* Stated problem
Repeat the data word for word. Do not include the pictures.

-------- Data to process

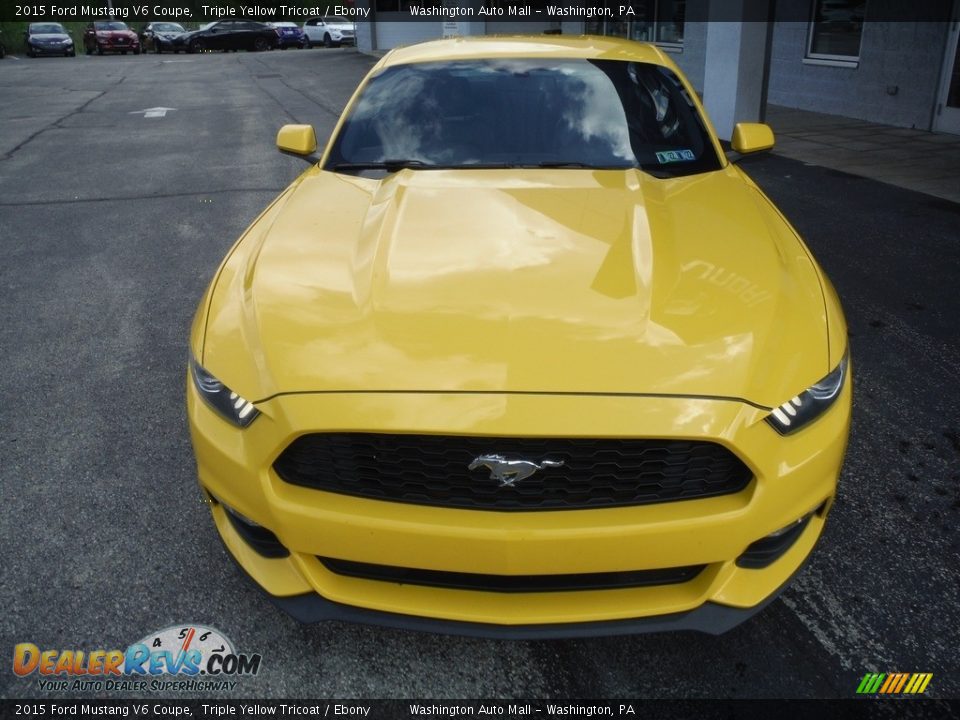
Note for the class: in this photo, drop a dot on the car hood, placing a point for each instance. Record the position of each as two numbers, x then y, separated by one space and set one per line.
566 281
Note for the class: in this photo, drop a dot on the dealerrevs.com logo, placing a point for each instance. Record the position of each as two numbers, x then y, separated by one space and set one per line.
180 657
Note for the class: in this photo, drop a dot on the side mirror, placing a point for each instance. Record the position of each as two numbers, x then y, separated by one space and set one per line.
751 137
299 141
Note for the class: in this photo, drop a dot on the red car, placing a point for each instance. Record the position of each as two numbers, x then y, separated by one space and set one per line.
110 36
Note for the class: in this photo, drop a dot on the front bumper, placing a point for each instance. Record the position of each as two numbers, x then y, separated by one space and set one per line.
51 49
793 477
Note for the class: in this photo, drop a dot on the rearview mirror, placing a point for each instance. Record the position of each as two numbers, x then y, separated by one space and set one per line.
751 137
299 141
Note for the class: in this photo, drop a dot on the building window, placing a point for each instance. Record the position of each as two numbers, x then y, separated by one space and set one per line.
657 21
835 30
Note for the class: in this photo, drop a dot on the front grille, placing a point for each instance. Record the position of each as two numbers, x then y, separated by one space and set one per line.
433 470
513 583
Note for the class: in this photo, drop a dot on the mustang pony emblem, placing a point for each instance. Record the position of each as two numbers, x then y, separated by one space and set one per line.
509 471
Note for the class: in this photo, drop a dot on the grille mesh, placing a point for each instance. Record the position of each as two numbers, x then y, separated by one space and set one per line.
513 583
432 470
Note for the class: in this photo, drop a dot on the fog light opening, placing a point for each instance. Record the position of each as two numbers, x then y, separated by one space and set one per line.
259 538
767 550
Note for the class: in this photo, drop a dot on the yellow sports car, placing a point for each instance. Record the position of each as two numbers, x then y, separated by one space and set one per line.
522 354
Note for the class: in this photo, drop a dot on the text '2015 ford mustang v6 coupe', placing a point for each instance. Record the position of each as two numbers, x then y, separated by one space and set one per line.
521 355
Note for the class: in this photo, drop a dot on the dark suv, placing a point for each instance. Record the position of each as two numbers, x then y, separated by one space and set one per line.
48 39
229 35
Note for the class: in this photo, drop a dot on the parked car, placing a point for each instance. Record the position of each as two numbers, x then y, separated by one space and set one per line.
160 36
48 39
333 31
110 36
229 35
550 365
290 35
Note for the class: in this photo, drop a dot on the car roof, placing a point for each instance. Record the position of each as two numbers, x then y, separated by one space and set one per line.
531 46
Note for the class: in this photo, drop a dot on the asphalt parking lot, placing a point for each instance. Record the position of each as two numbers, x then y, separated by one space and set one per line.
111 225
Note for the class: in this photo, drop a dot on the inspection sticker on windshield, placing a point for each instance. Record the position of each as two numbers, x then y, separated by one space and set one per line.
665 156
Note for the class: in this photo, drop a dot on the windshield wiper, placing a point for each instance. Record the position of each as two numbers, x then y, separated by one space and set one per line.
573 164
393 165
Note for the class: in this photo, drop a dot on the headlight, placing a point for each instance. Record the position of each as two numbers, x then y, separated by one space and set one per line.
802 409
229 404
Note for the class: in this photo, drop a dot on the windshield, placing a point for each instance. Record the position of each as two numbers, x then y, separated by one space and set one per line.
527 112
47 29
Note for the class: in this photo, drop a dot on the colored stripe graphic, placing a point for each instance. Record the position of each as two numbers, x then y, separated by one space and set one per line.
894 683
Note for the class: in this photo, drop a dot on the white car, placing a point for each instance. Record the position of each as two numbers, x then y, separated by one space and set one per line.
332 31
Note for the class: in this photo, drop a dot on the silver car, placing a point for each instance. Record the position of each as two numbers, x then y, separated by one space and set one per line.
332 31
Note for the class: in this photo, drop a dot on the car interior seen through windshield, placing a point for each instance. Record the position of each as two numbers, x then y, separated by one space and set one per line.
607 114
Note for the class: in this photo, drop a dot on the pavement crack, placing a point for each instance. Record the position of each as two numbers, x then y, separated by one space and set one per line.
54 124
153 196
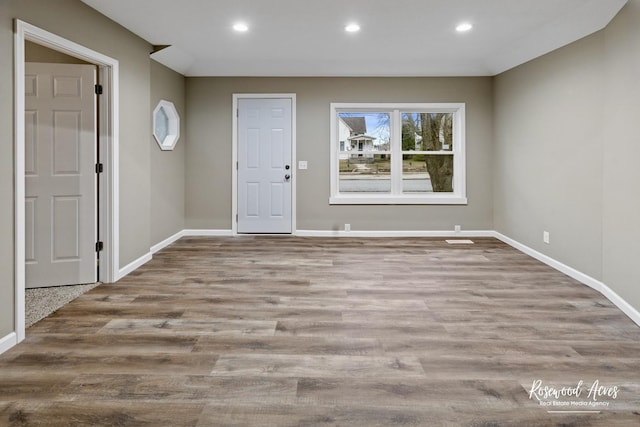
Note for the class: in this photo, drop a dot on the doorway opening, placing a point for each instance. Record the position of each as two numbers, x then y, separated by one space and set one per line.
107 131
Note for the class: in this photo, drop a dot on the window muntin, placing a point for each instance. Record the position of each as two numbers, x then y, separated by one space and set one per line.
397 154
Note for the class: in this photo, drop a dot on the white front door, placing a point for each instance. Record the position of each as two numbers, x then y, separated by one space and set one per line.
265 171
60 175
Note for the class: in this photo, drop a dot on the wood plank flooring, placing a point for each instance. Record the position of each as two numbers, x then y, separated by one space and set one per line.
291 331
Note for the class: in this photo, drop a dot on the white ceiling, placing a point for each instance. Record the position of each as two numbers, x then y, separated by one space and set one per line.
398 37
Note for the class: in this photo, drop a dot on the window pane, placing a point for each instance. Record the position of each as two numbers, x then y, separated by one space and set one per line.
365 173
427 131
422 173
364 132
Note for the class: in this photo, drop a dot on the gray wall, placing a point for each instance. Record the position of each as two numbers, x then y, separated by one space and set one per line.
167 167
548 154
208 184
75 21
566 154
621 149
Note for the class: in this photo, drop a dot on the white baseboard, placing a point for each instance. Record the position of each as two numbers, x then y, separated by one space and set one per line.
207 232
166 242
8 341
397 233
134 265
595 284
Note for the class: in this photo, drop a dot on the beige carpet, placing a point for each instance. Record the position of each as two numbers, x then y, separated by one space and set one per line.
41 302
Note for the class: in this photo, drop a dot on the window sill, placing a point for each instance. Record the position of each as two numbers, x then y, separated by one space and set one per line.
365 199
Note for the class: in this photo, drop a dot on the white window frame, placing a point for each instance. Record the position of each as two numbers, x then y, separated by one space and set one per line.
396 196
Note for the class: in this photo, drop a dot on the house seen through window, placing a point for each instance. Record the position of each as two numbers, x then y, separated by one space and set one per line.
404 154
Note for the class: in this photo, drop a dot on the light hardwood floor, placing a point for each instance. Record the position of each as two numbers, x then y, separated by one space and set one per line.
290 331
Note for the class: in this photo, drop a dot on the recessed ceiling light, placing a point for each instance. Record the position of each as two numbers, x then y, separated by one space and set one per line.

----------------

* Final result
Note for the class: in this photo, drop a dot on the car hood, placing a point for each instance. Record the position of each as two numbers, x then y, separated by one space and set one per line.
566 281
Note for the class: in this photo, drop a dot on the dealerrevs.com logo, placing a point for each instance. Record the position of each as two numbers, x then y, separated by one space and set one per line.
180 657
Note for the class: in this photo, drop a dot on the side mirror, placing a point for each instance. Record the position of each as two numbers, x then y, separated by one space and set one per line.
751 137
299 141
Note for the class: in this photo, drop a dot on the red car, placing a point for each instance. Record the position of each as two numbers, x then y, separated by one space and set one per line.
110 36
Note for the class: in this photo, drop a dot on the front bumper, placing a point for each instance. Record the position of each as two numbers, x then y, separated by one space and set one per line.
51 49
793 477
Note for the class: in this photo, drop a dot on the rearview mirror, placing a point for each instance. Record the position of each as two numbers, x then y, separated by one space and set one per line.
751 137
299 141
Note for the class: in this photo, drop a dot on the building window, placing a point for each instance. Record the position of each as two numbers, x then y, separated by one space and set one per line.
657 21
835 30
Note for the class: in this photo, drop a dot on the front grille, placing a point for each instance. Record the position of each as two numbers, x then y, separated by one space and set one per line.
433 470
513 583
Note for the class: in this photo, drop a dot on the mustang pony emblem, placing a point for each instance. Record the position of each as two numbers, x then y, separated by one space and set one per line.
509 471
Note for the class: in this photo, drop a dot on the grille mesh, placing a point for each instance. Record the position of each as two numbers, x then y, separated by one space and set one per line.
513 583
432 470
Note for the class: in this photo, drop a dot on the fog light opening, placing a point for each instance. Record the position of each as two numbers, x then y, separated by one space and set one per line.
259 538
767 550
Note for the class: in this photo, drop a dot on the yellow sports car, placing a point for each instance. Record the position of each as two numbers, x then y, separated by one space and set one per line.
522 354
Note for the class: in this photo, drop a dot on the text '2015 ford mustang v6 coupe', placing a point for each instance. Record the position of each as two numbers, x then y, separated by one space and set one per line.
521 355
Note for the class: in this photo, drop a dot on the dark suv, placing a point for each instance. Record the position of each as two numbers, x then y, separated by one space and set one per line.
48 39
229 35
Note for the class: in this photo, drop a dot on the parked car, placing a point for each instance. Record the position of each as two numbers, x then y, separated by one space and set one per line.
160 36
48 39
333 31
110 36
229 35
550 365
290 35
Note for the class: in this photo, drop a dot on the car roof, placing a point for each instance. Record the position of each as two numbers, x then y, separated by one space and set one per line.
531 46
Note for the class: in this photo, drop a dot on the asphalt parking lot, placing a point for each instance. Record the position of each as two numbers, x then y, separated by one space and set one per line.
111 225
Note for the class: in this photo, drop a dot on the inspection sticker on windshield, placing a point for each instance. Record the position of each as two numbers, x then y, separated by one space and set one per line.
665 156
Note for the class: in this photo, drop a dot on the windshield wiper, placing a point for each instance. Record the position of each as two numbers, x then y, separated by one space and set one per line.
573 164
393 165
Note for the class: in this photo, drop a dot on the headlight, placing a point for each instance. Record the position of each as two numbers, x then y, separated by one space and set one per line.
802 409
229 404
Note for the class: in this photo, drop a dot on the windshield, placing a point for each instance. Record the position of each as two numbers, x then y, separated by one space and set one per line.
527 112
47 29
Note for the class: in this photo, drop a dot on the colored stripe graphic, placing a point for each instance. Record the position of each as two numbers, x then y, separated by one space and set one per line.
894 683
Note for the class: in this photo, drop a dot on the white car, placing a point for each instance. Record the position of each as two numbers, x then y, separated by one space and set one per line.
332 31
Note for the class: in this photo, drop a dot on the silver car, placing a point for each instance. Record the position of each as two numbers, x then y, separated by one space and set one per line.
332 31
Note for the class: in this photo, drop a dot on the car interior seen through windshield, placing a point for each instance. Record the position of each as two numbers, x then y, separated by one space and set one per line.
607 114
Note for the class: in this photo, drop a dot on the pavement crack, placing a point for each instance. Record the position of each as two numbers, x then y, separated by one space and set one per line.
54 124
153 196
Note for the class: in this photo, drop a dot on the doorway opening, placing a point for each instance. Record the position of each as two numbers, x then y, separated by one space and set one per line.
107 131
Note for the class: in this photo, drop a dot on the window muntin, placing a point for each instance. Record the position of each as two numbers, x then y, separated by one space and set one per line.
397 154
Note for the class: in this photo, drop a dot on the white front door, placing a point for each instance. Record the position of each as two numbers, x then y, separated by one space and set one per line.
265 171
60 175
Note for the class: in this photo, drop a dot on the wood plank flooring, placing a point for each instance. Record the position of each as two numbers, x then y, separated by one space and set one per line.
291 331
Note for the class: in this photo, drop a dot on the white ceiling, placing a point for each instance. Record the position of each as two numbers, x then y, separated by one space and set one per line.
398 37
Note for the class: in this photo, drop a dot on the window pane, placing a point for each instance. Record the position of each as two numbers, x then y, separated by one space and set one per line.
365 173
427 131
422 173
364 132
Note for the class: in this photo, drop a dot on the gray wall, placing a point for each instance. Record the position of each as two numbers, x then y, separated by one space and set one per line.
167 167
548 154
208 184
75 21
566 154
621 149
Note for the class: in this photo, drop a dot on the white baseboard, placing a point for each instance. Record the position of each as two numbers, x then y, separated by one space and set one per line.
207 232
166 242
8 341
397 233
134 265
595 284
Note for the class: in this photo, drop a dot on the beige carpet, placing a point for each instance. Record the position of each as two numbers, x then y, separated by one space and set one per line.
41 302
Note for the class: in this photo, drop a dot on the window sill, placing a point for each instance. Record the position of each as two numbers, x then y, separated by one space and set one per line.
365 199
Note for the class: in this photo, drop a dot on the white window frame, placing a point for each instance. Record the position of each as two numbers, x then y, separated by one space and set one per line.
396 196
Note for the class: in this photo, drop a dot on the house seen through window, placing a point for each instance. Record the position of each as two numbers, x then y, separated by one space and set one per line.
404 154
Note for the class: in this photo, drop a dot on the light hardwood floor, placing a point for each instance. Record the position of each as two numbers, x then y, separated by one space and set one per line.
290 331
Note for the class: in this photo, drop a dot on the recessed ceiling light, placing a point for each instance. Record the position of each as two numbers, x then y, separated by one space and set one per line.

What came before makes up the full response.